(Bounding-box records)
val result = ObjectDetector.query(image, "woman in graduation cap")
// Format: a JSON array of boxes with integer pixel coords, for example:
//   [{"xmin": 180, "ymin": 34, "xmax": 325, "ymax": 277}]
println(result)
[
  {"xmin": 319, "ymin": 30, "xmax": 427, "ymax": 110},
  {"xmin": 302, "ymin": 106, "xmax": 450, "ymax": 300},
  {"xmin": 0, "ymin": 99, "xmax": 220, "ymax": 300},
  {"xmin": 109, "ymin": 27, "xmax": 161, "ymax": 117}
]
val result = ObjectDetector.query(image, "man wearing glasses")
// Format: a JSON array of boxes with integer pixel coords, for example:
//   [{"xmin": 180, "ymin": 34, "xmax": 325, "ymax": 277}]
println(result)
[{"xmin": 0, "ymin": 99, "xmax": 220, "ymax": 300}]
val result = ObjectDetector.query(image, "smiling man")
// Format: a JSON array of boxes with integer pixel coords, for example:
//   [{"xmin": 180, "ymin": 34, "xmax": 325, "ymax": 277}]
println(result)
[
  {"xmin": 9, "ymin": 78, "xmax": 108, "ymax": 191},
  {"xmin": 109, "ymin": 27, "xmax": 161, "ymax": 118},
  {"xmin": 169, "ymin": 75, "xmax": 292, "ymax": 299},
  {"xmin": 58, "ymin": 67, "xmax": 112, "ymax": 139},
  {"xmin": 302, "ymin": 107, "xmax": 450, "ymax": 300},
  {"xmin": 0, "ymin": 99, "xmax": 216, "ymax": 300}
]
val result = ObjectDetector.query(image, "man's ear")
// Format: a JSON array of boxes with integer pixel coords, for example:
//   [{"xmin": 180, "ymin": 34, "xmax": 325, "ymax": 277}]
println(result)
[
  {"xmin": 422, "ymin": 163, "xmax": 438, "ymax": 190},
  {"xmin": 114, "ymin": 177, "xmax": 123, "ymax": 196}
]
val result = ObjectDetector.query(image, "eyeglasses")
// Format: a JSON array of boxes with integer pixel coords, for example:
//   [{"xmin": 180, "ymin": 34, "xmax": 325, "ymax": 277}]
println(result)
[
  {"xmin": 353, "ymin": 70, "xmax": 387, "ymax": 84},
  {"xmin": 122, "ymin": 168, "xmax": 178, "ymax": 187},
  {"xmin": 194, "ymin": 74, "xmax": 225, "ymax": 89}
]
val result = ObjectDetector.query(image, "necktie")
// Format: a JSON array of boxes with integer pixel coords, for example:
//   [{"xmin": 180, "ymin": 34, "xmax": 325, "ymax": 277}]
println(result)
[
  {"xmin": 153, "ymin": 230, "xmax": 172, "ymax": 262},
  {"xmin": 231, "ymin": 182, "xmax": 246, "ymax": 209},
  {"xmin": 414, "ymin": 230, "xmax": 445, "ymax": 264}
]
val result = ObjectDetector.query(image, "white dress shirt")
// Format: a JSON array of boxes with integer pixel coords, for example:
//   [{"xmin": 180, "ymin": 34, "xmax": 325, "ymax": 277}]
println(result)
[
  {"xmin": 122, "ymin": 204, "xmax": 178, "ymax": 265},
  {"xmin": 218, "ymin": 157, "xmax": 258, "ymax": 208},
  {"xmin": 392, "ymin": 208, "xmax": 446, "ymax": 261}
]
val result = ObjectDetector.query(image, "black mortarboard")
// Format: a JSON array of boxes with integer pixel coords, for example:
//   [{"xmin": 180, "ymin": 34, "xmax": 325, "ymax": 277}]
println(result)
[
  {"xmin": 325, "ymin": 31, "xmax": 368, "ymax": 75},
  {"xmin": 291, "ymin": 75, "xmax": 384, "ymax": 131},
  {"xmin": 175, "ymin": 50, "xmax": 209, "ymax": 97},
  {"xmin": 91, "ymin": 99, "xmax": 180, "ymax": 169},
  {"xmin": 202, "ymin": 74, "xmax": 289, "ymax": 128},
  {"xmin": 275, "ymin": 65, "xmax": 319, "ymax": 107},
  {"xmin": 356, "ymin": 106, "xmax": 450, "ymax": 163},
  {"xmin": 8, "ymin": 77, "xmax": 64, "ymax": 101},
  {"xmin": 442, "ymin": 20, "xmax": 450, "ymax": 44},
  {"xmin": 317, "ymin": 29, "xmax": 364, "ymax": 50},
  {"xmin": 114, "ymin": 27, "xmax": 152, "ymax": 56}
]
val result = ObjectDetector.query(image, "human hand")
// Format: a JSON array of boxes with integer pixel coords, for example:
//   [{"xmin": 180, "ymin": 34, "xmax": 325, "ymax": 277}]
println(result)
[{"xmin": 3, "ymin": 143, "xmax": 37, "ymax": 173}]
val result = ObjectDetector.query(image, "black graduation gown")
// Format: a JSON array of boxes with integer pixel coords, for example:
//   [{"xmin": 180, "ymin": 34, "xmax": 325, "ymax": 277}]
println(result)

Task statement:
Give the listing again, word for word.

The completed task:
val result = ObjectDetector.query(image, "woman in graduation cap")
// Format: a JSON array of boxes with integer pixel coords, for example:
//   [{"xmin": 180, "ymin": 34, "xmax": 325, "ymax": 277}]
println(result)
[
  {"xmin": 319, "ymin": 30, "xmax": 427, "ymax": 110},
  {"xmin": 302, "ymin": 106, "xmax": 450, "ymax": 300},
  {"xmin": 0, "ymin": 99, "xmax": 220, "ymax": 300},
  {"xmin": 109, "ymin": 27, "xmax": 161, "ymax": 117}
]
val result = ObjectDetector.query(image, "man wearing glasses")
// Format: a JSON array of boxes with integer pixel coords, for example:
//   [{"xmin": 180, "ymin": 34, "xmax": 325, "ymax": 277}]
println(result)
[{"xmin": 0, "ymin": 99, "xmax": 220, "ymax": 300}]
val result = ObjectDetector.query(image, "smiling man")
// Format: a JSON array of boxes with integer pixel coords, for example:
//   [{"xmin": 180, "ymin": 34, "xmax": 325, "ymax": 277}]
println(result)
[
  {"xmin": 9, "ymin": 78, "xmax": 108, "ymax": 191},
  {"xmin": 109, "ymin": 27, "xmax": 161, "ymax": 118},
  {"xmin": 169, "ymin": 75, "xmax": 292, "ymax": 299},
  {"xmin": 58, "ymin": 67, "xmax": 112, "ymax": 139},
  {"xmin": 302, "ymin": 107, "xmax": 450, "ymax": 300},
  {"xmin": 0, "ymin": 99, "xmax": 216, "ymax": 300}
]
val result = ObjectDetector.query(image, "man's ear")
// Format: a JSON array of boxes with integer pixel coords, for example:
//   [{"xmin": 180, "ymin": 34, "xmax": 325, "ymax": 277}]
println(result)
[
  {"xmin": 422, "ymin": 163, "xmax": 438, "ymax": 190},
  {"xmin": 114, "ymin": 177, "xmax": 123, "ymax": 196}
]
val result = ObjectDetector.query(image, "eyeglasses")
// Format: a JSON array of boxes with integer pixel coords, for example:
//   [{"xmin": 180, "ymin": 34, "xmax": 325, "ymax": 277}]
println(result)
[
  {"xmin": 353, "ymin": 70, "xmax": 387, "ymax": 84},
  {"xmin": 122, "ymin": 168, "xmax": 178, "ymax": 187},
  {"xmin": 194, "ymin": 74, "xmax": 225, "ymax": 89}
]
val result = ObjectDetector.query(image, "necktie")
// Format: a JSON array of boxes with integer pixel coords, for example:
//   [{"xmin": 180, "ymin": 34, "xmax": 325, "ymax": 277}]
println(result)
[
  {"xmin": 153, "ymin": 230, "xmax": 172, "ymax": 262},
  {"xmin": 231, "ymin": 182, "xmax": 246, "ymax": 209},
  {"xmin": 414, "ymin": 230, "xmax": 445, "ymax": 264}
]
val result = ObjectDetector.query(image, "white dress shirt")
// Format: a JSON array of boxes with integer pixel coords, for example:
//   [{"xmin": 180, "ymin": 34, "xmax": 325, "ymax": 277}]
println(result)
[
  {"xmin": 122, "ymin": 204, "xmax": 178, "ymax": 265},
  {"xmin": 218, "ymin": 157, "xmax": 258, "ymax": 208},
  {"xmin": 392, "ymin": 208, "xmax": 446, "ymax": 261}
]
val result = ObjectDetector.query(image, "black mortarboard")
// Format: a JSON array of boxes with integer pixel coords, for example:
//   [{"xmin": 180, "ymin": 34, "xmax": 325, "ymax": 277}]
println(result)
[
  {"xmin": 325, "ymin": 31, "xmax": 368, "ymax": 75},
  {"xmin": 291, "ymin": 75, "xmax": 384, "ymax": 131},
  {"xmin": 175, "ymin": 50, "xmax": 209, "ymax": 97},
  {"xmin": 91, "ymin": 99, "xmax": 180, "ymax": 169},
  {"xmin": 202, "ymin": 74, "xmax": 289, "ymax": 128},
  {"xmin": 275, "ymin": 65, "xmax": 319, "ymax": 107},
  {"xmin": 356, "ymin": 106, "xmax": 450, "ymax": 163},
  {"xmin": 8, "ymin": 77, "xmax": 64, "ymax": 101},
  {"xmin": 442, "ymin": 20, "xmax": 450, "ymax": 44},
  {"xmin": 317, "ymin": 29, "xmax": 364, "ymax": 50},
  {"xmin": 114, "ymin": 27, "xmax": 152, "ymax": 56}
]
val result = ObjectDetector.query(image, "human hand")
// Format: a JSON array of boxes with integer pixel coords, for example:
//   [{"xmin": 180, "ymin": 34, "xmax": 325, "ymax": 277}]
println(result)
[{"xmin": 3, "ymin": 143, "xmax": 37, "ymax": 173}]
val result = ObjectDetector.query(image, "black graduation gown")
// Format: a JSON array of boxes with integer pixel coords, for example:
//   [{"xmin": 180, "ymin": 34, "xmax": 325, "ymax": 277}]
println(result)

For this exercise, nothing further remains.